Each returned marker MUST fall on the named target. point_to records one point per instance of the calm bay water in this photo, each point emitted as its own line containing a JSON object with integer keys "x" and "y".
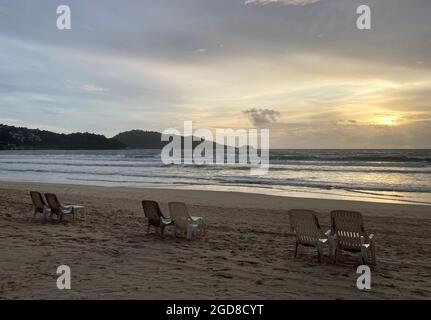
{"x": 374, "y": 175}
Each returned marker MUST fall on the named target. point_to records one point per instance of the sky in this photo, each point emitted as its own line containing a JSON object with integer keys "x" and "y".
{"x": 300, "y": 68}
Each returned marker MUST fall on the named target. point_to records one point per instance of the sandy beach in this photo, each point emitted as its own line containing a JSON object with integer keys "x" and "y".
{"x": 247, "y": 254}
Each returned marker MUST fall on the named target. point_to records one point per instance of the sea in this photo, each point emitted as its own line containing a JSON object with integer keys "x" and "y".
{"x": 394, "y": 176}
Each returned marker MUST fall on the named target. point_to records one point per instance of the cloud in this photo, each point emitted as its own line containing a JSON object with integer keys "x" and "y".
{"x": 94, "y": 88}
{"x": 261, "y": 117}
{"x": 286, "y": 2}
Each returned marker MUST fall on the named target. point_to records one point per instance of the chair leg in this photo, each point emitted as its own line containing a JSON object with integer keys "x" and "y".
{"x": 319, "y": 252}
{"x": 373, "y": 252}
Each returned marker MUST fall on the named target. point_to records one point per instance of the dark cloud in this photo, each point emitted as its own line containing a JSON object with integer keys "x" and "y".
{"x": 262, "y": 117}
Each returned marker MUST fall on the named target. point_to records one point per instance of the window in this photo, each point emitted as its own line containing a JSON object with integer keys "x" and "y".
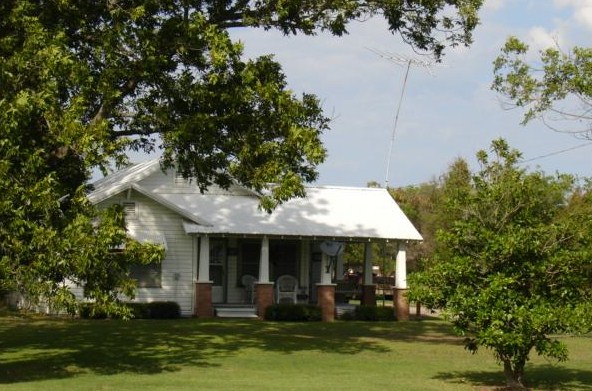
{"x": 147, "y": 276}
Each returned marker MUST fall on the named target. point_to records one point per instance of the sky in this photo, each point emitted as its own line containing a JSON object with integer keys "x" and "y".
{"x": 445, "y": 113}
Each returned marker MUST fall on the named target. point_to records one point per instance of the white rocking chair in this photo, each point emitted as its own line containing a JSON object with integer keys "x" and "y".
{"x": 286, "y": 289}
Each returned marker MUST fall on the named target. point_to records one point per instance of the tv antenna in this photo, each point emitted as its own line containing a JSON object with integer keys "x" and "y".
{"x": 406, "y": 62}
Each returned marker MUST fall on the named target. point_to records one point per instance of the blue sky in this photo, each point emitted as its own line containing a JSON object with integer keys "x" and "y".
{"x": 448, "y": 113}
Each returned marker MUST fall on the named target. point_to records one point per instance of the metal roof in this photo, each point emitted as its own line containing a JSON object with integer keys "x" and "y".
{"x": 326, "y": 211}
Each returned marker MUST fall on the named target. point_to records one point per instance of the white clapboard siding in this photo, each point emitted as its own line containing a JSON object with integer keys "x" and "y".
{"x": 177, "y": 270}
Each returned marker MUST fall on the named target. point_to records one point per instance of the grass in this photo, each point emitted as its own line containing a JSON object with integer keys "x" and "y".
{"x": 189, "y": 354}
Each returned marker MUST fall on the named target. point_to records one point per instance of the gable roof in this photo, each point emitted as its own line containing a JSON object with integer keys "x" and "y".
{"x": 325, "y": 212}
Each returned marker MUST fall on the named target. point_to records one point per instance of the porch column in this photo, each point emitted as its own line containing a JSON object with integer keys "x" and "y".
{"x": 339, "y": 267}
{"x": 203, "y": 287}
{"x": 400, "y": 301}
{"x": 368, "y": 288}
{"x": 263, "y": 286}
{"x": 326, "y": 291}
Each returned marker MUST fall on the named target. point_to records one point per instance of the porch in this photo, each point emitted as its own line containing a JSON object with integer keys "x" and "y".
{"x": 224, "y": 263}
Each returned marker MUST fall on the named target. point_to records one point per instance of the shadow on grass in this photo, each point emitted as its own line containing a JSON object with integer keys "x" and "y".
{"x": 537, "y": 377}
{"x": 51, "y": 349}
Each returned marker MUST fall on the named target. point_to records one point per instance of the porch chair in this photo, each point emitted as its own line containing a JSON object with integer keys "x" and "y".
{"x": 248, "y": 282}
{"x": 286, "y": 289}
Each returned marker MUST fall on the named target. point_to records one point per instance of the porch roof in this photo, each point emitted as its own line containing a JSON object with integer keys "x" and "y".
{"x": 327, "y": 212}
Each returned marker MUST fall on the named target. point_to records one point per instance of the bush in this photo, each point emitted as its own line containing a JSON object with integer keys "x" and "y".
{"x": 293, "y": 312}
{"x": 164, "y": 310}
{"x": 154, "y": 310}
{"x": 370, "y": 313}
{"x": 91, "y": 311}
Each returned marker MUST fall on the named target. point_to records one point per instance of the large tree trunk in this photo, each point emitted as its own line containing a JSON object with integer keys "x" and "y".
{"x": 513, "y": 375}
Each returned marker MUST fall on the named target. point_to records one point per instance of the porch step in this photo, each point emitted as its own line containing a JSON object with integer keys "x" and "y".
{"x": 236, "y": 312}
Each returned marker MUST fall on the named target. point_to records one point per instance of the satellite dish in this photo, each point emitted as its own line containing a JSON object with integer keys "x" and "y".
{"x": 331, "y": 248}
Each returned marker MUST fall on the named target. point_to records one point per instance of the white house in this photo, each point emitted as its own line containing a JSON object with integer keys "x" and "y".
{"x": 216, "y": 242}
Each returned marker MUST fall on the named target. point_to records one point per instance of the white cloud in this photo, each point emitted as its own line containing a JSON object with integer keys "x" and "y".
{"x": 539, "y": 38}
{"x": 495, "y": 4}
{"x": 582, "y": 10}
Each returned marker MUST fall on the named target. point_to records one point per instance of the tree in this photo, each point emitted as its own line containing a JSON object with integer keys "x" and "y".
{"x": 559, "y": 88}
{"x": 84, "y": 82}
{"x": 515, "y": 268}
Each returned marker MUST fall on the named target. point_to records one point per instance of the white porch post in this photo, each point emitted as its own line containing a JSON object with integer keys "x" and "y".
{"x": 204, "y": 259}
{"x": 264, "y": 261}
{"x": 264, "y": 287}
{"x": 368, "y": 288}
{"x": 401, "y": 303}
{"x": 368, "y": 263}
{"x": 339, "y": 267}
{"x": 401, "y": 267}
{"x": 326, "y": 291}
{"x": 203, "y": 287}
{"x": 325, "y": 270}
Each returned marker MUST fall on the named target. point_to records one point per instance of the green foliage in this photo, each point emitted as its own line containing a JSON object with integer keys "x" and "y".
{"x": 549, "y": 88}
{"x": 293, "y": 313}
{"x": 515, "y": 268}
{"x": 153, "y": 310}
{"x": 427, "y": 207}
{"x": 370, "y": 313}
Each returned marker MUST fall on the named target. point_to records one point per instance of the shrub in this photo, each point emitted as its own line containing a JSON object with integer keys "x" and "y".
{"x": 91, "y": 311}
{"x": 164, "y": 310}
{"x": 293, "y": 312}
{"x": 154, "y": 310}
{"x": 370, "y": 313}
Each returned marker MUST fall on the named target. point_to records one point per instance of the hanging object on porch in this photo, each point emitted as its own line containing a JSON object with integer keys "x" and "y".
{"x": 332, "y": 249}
^^^^^^^^
_Exercise_: Take the entries shown above and quote them verbatim, passing over the pictures.

_Full solution_:
Each returned marker MUST fall on the named target. point_to records one point per instance of the calm bay water in this photo, each point emitted as its own line containing a JSON object with integer keys "x" and "y".
{"x": 374, "y": 175}
Each returned marker MUST fall on the named target. point_to records one point per instance of the sky in this photo, each point emitted as its own line containing a JSON object with integer keys "x" and "y".
{"x": 300, "y": 68}
Each returned marker MUST fall on the named target. point_to records one point per instance of the sandy beach in this photo, each point emitted as its own line containing a JSON object with integer keys "x" and "y".
{"x": 247, "y": 254}
Each returned marker MUST fall on the named target. point_to records one point per instance of the sea in this photo, each point emitted as its own line containing a JSON object with integer keys "x" and "y".
{"x": 394, "y": 176}
Each returned marker MUST fall on the named target. point_to records one point per instance of the cloud in this photo, each point emitted as its own line containing a JSON object with integer keys "x" and "y".
{"x": 94, "y": 88}
{"x": 261, "y": 117}
{"x": 286, "y": 2}
Each returned marker MUST fall on the named target. point_to records one point per instance of the chair leg in this photo, each point emitted as its own line containing a JSON object with integer keys "x" and "y".
{"x": 319, "y": 252}
{"x": 373, "y": 252}
Each returned marker MUST fall on the named target. point_to records one point per instance of the dark cloud in this photo, each point emitted as its own line containing a JSON object with integer keys "x" and "y".
{"x": 262, "y": 117}
Each returned marker MUST fall on the named target. point_to records one point per instance of the window in this photo, each point emitted as its own line containing a JSON object with integer keys "x" and "y".
{"x": 147, "y": 276}
Each returned marker MUST fall on the named target. point_to records one point per instance of the sky in this photo, each point emitted as its own line containing a JSON object with integer keys "x" and "y".
{"x": 445, "y": 113}
Each returned marker MUST fall on the named target. point_to records one point per instance of the white rocking chair in this photo, each point emitted as its own line containing a JSON object with integer keys "x" and "y".
{"x": 286, "y": 289}
Each returned marker MUST fall on the named target. point_to records one point per instance of the tv antenna in this photo, each point emitted as its own line containing a JSON object with integer keys "x" and "y".
{"x": 406, "y": 62}
Each returned marker MUST fall on the named target. point_to records one point per instance of the blue sky in this photo, each point emitted as its own line containing a JSON object with integer keys "x" and "y".
{"x": 448, "y": 113}
Each returned marker MUST fall on the named target. point_to records one point per instance of the metal roof in this photo, each point emitted as its own line containing a JSON object with integer keys "x" and "y".
{"x": 326, "y": 211}
Each returned marker MUST fall on the named target. point_to records one point per instance of the white clapboard siding in this photo, each point emitted as its own line containing a JSON object with integer keys "x" and "y".
{"x": 177, "y": 270}
Each returned marker MUST fall on the named target. point_to records one point per instance of the grass in this photo, each point emitted as its own line containing a JSON object with integer keys "x" and "y".
{"x": 189, "y": 354}
Each returned marker MUST fall on the named target. point_to records one point per instance of the gable roof in this photo, each point emitted as its own line containing a JSON object with integer keys "x" and "y".
{"x": 325, "y": 212}
Each returned marker MUST fall on the named target. point_to records one point per instance of the porch column in this photo, each point emitted as its own line containing a JSON object with integer keys "x" and "y".
{"x": 339, "y": 267}
{"x": 203, "y": 287}
{"x": 400, "y": 301}
{"x": 368, "y": 288}
{"x": 263, "y": 286}
{"x": 326, "y": 291}
Each returned marker MUST fall on the named target. point_to records one point per instance of the porch in this photo, each point emitted as its own line containing a JSON object with integer keys "x" and "y".
{"x": 224, "y": 263}
Each returned marker MUST fall on the named target. point_to records one point per instance of the shadow on grass in this photo, each point emitted as its own line containing a JSON object with integer keys "x" and "y".
{"x": 537, "y": 377}
{"x": 51, "y": 349}
Each returned marker MUST fall on the named target. point_to records one point per instance of the porch chair in this photo, each point emitted as its own line containing a JSON object with integer keys "x" and "y".
{"x": 248, "y": 282}
{"x": 286, "y": 289}
Each returned marker MUST fall on the named target. point_to records one point per instance of the porch roof in this photo, each point emitted as its own line containing a JSON object with integer keys "x" and "y".
{"x": 327, "y": 212}
Each returned marker MUST fall on the named target. point_to records one point per instance of the bush in this photo, each point emitted as its own line containing a JSON object with integer keys "x" and "y".
{"x": 293, "y": 312}
{"x": 164, "y": 310}
{"x": 154, "y": 310}
{"x": 370, "y": 313}
{"x": 91, "y": 311}
Each returned marker MUST fall on the named target. point_to records one point per instance of the large tree trunk in this photo, each point emitted as its own line containing a JSON object with integer keys "x" and "y".
{"x": 513, "y": 375}
Each returned marker MUST fall on the named target. point_to records one point per instance of the porch step in this photo, each point emitted as its own line containing a JSON object with integer keys "x" and "y".
{"x": 236, "y": 312}
Each returned marker MUST fall on the named target. point_to records one point per instance of the satellite dish in this photo, each point emitted as its own line containing a JSON object with integer keys "x" and "y".
{"x": 331, "y": 248}
Each returned marker MUST fall on the named target. point_to records one point per instance of the white house in this photo, each point emitted as its own line containing a JSON object with integer keys "x" and "y".
{"x": 216, "y": 242}
Each returned marker MUST fall on the named target. point_to records one point per instance of the white cloud in this photo, each point emitted as its own line containing a JSON object with integer keys "x" and "y".
{"x": 539, "y": 38}
{"x": 495, "y": 4}
{"x": 582, "y": 10}
Each returned marker MUST fall on the named target. point_to records one point per instance of the tree in this photo, each point emitted as its own line containing a JSON object with integer keys "x" and "y".
{"x": 559, "y": 88}
{"x": 84, "y": 82}
{"x": 515, "y": 268}
Each returned marker MUST fall on the named target. point_to records one point per instance of the white porch post in this photo, each point emitted as its own line containing a JSON object with integer keys "x" and "y".
{"x": 204, "y": 259}
{"x": 264, "y": 261}
{"x": 264, "y": 287}
{"x": 368, "y": 288}
{"x": 401, "y": 303}
{"x": 368, "y": 263}
{"x": 339, "y": 267}
{"x": 401, "y": 267}
{"x": 326, "y": 291}
{"x": 203, "y": 287}
{"x": 325, "y": 270}
Each returned marker MUST fall on the named target. point_to records one point per instance of the green foliage in this photo, each point emitted as its own line containing a JSON object with integer keys "x" and "y".
{"x": 549, "y": 88}
{"x": 293, "y": 313}
{"x": 515, "y": 268}
{"x": 153, "y": 310}
{"x": 427, "y": 207}
{"x": 370, "y": 313}
Each returned marker MUST fall on the named target. point_to records one point per instance of the shrub in this photo, each point emitted as its own line containing a JSON object with integer keys "x" and "y".
{"x": 91, "y": 311}
{"x": 164, "y": 310}
{"x": 293, "y": 312}
{"x": 154, "y": 310}
{"x": 370, "y": 313}
Each returned marker MUST fall on the named target. point_to records one point per instance of the hanging object on porch in this photo, each point emitted as its own line containing a JSON object with integer keys "x" and "y".
{"x": 332, "y": 249}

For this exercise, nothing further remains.